Extrait de page:

= = =

La facilité d'admission est donc devenue un danger permanent pour nos hautes industries
d'art, sans profit pour notre École. On l'a vu par la concurrence menaçante que nous a dénoncée,
chez nos voisins, la récente Exposition universelle. Nous ne doutons pas qu'elle soit restreinte,
pour le profit de tous, si les artistes, devenus responsables de leur local, devenaient leurs propres
juges. En tous cas, il est regrettable que l'administration supérieure la patronne. La question de
liberté est en ce moment mal posée. Tout le monde paye l'impôt, tout le monde cependant n'est
pas libre de prendre une place au Salon, comme on loue une place à la foire de Saint-Cloud,
quoique l'assimilation devienne de jour en jour plus complète. Donc, il y a atteinte à la liberté.
Mais ne jouons pas sur les mots. Non, aucune liberté n'est illimitée. C'est le rêve des utopistes.
L'État ne doit que surveiller l'emploi que peuvent faire les artistes de leur liberté. Ce qu'on lui
demande aujourd'hui, ce serait ce que seraient en droit de réclamer les dramaturges et les poètes,
par exemple : un concours annuel à la suite duquel sept mille deux cent quatre-vingt-neuf pièces
ou poésies ou brochures seraient représentées ou lues en public durant deux mois ou imprimées
aux frais de l'État

L'administration des Beaux-Arts est-elle armée pour remédier à cette inondation croissante ?
Matériellement et moralement, non! L'an dernier, les réceptions avaient monté d'un millier. Cette
année, dans la séance d'ouverture du jury, le sous-secrétaire d'État près les Beaux-Arts demande
aux jurés, avec toutes les réserves possibles, de se montrer plus sévères : ils lui répondent en
recevant en plus quatorze cents peintures, sculptures, gravures, aquarelles, etc. L'administration
ne compte donc plus pour rien, même à l'état de conseil. Pourquoi alors conserver une
responsabilité qui l'énervé et la décrie? Les incidents pleuvent comme grêle, la faisant responsable
de tout.

= = =

Relevés d'annotation par coordonnées:
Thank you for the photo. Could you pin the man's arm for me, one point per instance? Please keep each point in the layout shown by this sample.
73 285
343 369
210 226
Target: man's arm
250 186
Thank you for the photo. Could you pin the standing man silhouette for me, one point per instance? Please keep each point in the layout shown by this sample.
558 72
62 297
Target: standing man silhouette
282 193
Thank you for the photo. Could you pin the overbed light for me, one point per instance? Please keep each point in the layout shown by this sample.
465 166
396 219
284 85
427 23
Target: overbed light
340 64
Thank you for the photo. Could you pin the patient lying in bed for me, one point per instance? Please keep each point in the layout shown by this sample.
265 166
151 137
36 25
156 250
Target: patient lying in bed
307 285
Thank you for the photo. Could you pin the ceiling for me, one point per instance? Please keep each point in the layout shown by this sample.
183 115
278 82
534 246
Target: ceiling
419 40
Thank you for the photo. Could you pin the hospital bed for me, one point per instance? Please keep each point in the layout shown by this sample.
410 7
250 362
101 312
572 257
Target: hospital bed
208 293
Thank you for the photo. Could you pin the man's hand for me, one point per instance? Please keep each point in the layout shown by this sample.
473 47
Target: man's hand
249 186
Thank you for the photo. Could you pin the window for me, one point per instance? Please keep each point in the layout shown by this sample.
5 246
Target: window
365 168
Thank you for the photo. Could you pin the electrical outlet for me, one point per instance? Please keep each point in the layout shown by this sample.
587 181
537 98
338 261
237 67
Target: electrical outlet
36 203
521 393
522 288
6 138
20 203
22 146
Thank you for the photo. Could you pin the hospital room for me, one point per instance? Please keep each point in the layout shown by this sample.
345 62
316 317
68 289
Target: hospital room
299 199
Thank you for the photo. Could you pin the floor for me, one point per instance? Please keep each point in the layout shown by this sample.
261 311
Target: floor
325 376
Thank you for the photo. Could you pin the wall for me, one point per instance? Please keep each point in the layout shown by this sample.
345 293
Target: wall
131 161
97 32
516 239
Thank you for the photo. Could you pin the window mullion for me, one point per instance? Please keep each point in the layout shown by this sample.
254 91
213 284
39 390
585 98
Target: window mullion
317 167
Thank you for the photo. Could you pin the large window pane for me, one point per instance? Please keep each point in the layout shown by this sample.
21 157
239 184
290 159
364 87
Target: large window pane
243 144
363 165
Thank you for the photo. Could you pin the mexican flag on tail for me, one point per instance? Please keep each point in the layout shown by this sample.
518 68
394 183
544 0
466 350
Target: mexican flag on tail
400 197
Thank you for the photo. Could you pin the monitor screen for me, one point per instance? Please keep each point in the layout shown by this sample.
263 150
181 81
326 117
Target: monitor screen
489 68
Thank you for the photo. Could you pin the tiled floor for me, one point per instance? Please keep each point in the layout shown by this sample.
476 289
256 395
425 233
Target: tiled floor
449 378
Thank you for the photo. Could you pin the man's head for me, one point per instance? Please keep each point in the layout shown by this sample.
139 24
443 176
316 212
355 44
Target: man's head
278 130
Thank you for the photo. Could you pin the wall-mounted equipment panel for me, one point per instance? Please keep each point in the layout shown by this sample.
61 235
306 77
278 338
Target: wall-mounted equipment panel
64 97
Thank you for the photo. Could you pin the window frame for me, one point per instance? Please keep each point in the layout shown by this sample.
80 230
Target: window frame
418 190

= = =

Consignes:
1/ D'après l'extrait de page, de combien les réceptions avaient-elles augmenté l'an dernier ?
2/ Résumez sous forme de liste le paragraphe de l'extrait de page qui commence par « L'administration des Beaux-Arts est-elle armée », en conservant ses faits principaux.
3/ Recopiez à l'identique, s'il vous plaît, le passage de l'extrait de page allant de « La facilité d'admission » jusqu'à « à la liberté. ».

Réponses par consigne:
1/ D'un millier.

2/
- L'administration des Beaux-Arts n'est armée ni matériellement ni moralement pour remédier à l'inondation croissante.
- L'an dernier, les réceptions avaient augmenté d'un millier.
- Cette année, à la séance d'ouverture du jury, le sous-secrétaire d'État près les Beaux-Arts a demandé aux jurés d'être plus sévères.
- Les jurés ont répondu en recevant quatorze cents peintures, sculptures, gravures, aquarelles, etc. de plus.
- L'administration ne compte donc plus pour rien, même comme conseil, et l'auteur demande pourquoi elle conserve cette responsabilité.
- Les incidents pleuvent et la rendent responsable de tout.

3/
La facilité d'admission est donc devenue un danger permanent pour nos hautes industries
d'art, sans profit pour notre École. On l'a vu par la concurrence menaçante que nous a dénoncée,
chez nos voisins, la récente Exposition universelle. Nous ne doutons pas qu'elle soit restreinte,
pour le profit de tous, si les artistes, devenus responsables de leur local, devenaient leurs propres
juges. En tous cas, il est regrettable que l'administration supérieure la patronne. La question de
liberté est en ce moment mal posée. Tout le monde paye l'impôt, tout le monde cependant n'est
pas libre de prendre une place au Salon, comme on loue une place à la foire de Saint-Cloud,
quoique l'assimilation devienne de jour en jour plus complète. Donc, il y a atteinte à la liberté.